_RECORD LIST_

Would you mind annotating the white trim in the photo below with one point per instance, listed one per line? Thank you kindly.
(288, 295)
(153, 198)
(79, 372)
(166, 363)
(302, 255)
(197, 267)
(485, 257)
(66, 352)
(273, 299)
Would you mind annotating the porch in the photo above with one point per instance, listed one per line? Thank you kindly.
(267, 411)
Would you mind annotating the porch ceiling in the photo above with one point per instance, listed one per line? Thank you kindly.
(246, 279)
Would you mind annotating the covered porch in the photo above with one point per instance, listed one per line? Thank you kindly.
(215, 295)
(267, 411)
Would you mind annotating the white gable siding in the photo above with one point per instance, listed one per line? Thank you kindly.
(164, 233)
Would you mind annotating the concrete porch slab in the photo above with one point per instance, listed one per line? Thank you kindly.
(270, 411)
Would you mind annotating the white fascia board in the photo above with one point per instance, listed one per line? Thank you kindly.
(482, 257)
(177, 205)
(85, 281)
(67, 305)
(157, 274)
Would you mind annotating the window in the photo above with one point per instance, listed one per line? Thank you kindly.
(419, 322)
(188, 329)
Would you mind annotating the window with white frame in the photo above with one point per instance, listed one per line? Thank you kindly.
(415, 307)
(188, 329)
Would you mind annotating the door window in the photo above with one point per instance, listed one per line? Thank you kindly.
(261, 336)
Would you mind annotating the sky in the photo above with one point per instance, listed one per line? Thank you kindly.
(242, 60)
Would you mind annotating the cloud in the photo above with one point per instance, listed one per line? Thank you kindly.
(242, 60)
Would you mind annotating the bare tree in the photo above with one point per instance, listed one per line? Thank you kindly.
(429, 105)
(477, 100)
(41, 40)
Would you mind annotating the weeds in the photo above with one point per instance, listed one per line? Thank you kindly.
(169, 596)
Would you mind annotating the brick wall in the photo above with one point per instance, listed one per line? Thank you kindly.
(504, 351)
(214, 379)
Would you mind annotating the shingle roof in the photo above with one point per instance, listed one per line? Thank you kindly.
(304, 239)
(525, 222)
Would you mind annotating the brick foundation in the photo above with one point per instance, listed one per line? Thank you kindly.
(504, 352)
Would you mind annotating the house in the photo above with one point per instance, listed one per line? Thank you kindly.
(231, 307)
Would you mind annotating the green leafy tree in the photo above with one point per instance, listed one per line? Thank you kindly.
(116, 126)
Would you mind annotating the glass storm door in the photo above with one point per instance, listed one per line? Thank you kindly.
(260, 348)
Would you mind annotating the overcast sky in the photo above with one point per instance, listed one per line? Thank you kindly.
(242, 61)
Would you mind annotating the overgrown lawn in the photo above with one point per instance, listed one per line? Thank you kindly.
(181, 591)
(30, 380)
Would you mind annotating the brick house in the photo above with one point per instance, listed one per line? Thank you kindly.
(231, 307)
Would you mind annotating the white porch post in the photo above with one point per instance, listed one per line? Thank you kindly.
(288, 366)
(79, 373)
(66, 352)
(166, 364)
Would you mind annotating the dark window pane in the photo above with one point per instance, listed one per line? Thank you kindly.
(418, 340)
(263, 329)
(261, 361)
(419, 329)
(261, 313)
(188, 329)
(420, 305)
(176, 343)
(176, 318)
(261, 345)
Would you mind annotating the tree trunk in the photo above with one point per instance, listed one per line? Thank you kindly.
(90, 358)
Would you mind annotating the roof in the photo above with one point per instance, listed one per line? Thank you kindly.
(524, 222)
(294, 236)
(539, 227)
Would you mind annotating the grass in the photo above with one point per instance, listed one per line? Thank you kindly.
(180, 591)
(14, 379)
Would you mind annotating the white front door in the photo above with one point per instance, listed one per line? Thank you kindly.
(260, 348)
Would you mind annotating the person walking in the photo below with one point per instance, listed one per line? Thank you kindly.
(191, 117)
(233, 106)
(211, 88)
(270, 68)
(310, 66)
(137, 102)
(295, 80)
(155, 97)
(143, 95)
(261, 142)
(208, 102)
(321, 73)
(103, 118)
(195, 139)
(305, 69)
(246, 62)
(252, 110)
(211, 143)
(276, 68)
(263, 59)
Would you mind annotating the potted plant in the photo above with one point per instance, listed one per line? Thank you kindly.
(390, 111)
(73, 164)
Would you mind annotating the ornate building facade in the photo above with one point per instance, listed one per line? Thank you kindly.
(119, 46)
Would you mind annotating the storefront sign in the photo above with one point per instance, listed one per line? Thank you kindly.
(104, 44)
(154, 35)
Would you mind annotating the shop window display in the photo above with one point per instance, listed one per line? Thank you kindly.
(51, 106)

_STATED TASK_
Nothing in the listing may be changed; retype it all exactly.

_RESULT OF THE TASK_
Would you mind annotating the white trim in the photo below with one point per instance, listed one per line? Thank you kindly.
(288, 295)
(153, 198)
(79, 372)
(166, 363)
(302, 255)
(197, 267)
(485, 257)
(66, 352)
(273, 299)
Would you mind annotating the porch in the photo above with one point per instance, listed one per line? Thank you kindly.
(267, 411)
Would you mind annotating the porch ceiling in the photo above with one point per instance, listed one per line? Thank you kindly.
(246, 279)
Would you mind annotating the covered porch in the photo above with one point per instance, listed one per line? Thank you kindly.
(215, 295)
(267, 411)
Would you mind annotating the white gable siding in the photo above with one point per instance, listed one per line? Thank you kindly.
(164, 233)
Would you mind annotating the concrete porch slab in the photo above with one point per instance, listed one per line? Thank you kindly.
(270, 411)
Would you mind annotating the white fascia board in the photo above with one point per instance, listed one per line? Thank you kindly.
(482, 257)
(177, 205)
(85, 281)
(67, 305)
(157, 274)
Would you mind annotating the window in the photo above with one point per instance, listed one per line? Thank you kindly.
(419, 322)
(188, 329)
Would you mind annotating the window with white frame in the photo above with one point per instance, listed one per line? Thank you kindly.
(415, 307)
(188, 329)
Would you mind annotating the door window in the photo above with one point per instance, listed one per line? Thank you kindly.
(261, 336)
Would you mind annotating the sky in the photo above with one point per instance, listed one per line? Thank you kindly.
(242, 60)
Would you mind annotating the cloud in the photo above with one point per instance, listed one per line? Thank you kindly.
(242, 60)
Would you mind annotating the bare tree in the photo above with one point per instance, listed one per line? Thank you kindly.
(429, 105)
(477, 100)
(41, 40)
Would you mind annotating the weeds in the photo above with one point per instance, listed one per line? Thank you kindly.
(169, 596)
Would you mind annotating the brick wall in the photo above with one point per instance, listed one per line? Thank you kindly.
(504, 351)
(214, 379)
Would you mind annotating the shingle roof in the photo above with one point per instance, listed one per line? Thank you kindly.
(304, 239)
(525, 222)
Would you mind annotating the brick foundation in the photo above with one point per instance, listed one per line? Thank you kindly.
(504, 352)
Would you mind annotating the house in the photo above with one point per instance, listed one per line? Thank you kindly.
(231, 307)
Would you mind annotating the green leafy tree in the photo above with one point per instance, listed one per line? Thank you kindly.
(116, 126)
Would you mind annotating the glass storm door in the photo above with one point per instance, listed one per line? Thank you kindly.
(260, 348)
Would you mind annotating the overcast sky in the photo above with one point per instance, listed one per line? Thank you kindly.
(242, 61)
Would you mind annotating the overgrown lawn in the photo above with one point per instance, listed one per line? Thank you kindly.
(181, 591)
(30, 380)
Would you mind annotating the brick house in the photo above with one point per instance, listed one per line? Thank you kindly.
(231, 307)
Would you mind annotating the white porch post in the photo above with one point per instance, listed one per line? Thank you kindly.
(288, 366)
(79, 373)
(66, 352)
(166, 364)
Would you mind annotating the dark window pane in the photo above with one point per instance, listed one per line? Thank you kindly.
(418, 340)
(263, 329)
(261, 361)
(419, 329)
(261, 313)
(188, 329)
(420, 305)
(176, 343)
(176, 318)
(261, 345)
Would you mind annotating the tree trunk in the photo above with one point per instance, listed one per line? Thank you kindly.
(90, 358)
Would you mind annotating the roof in the photo above with one point per instance, listed one per line? Thank you kindly.
(524, 222)
(294, 236)
(539, 227)
Would you mind annotating the grass in the photo above with one point per instance, listed one per line? Thank you kindly.
(180, 591)
(14, 379)
Would you mind annotating the white front door in the photo above with one point per instance, listed one per line? Thank you kindly.
(260, 348)
Would you mind annotating the person walking in the photo below with one point per instance, listed one per line? Thank you kindly.
(191, 117)
(233, 106)
(211, 88)
(270, 68)
(310, 66)
(137, 102)
(295, 80)
(155, 97)
(143, 95)
(261, 142)
(208, 102)
(321, 73)
(103, 118)
(195, 139)
(305, 69)
(246, 62)
(252, 110)
(211, 143)
(276, 68)
(263, 59)
Would you mind annotating the potted plant in the photo above with one point per instance, listed one per line? Thank you kindly.
(390, 111)
(73, 164)
Would you mind annotating the ornate building facade in the photo above with one point per instance, listed one per line? Thank you kindly.
(119, 46)
Would you mind annotating the storefront sign in the photo above with one point per instance, listed one per line? Thank you kindly.
(104, 44)
(154, 35)
Would you mind annotating the shop window display in the photo above with one point per instance, listed one per line? Thank you kindly.
(51, 106)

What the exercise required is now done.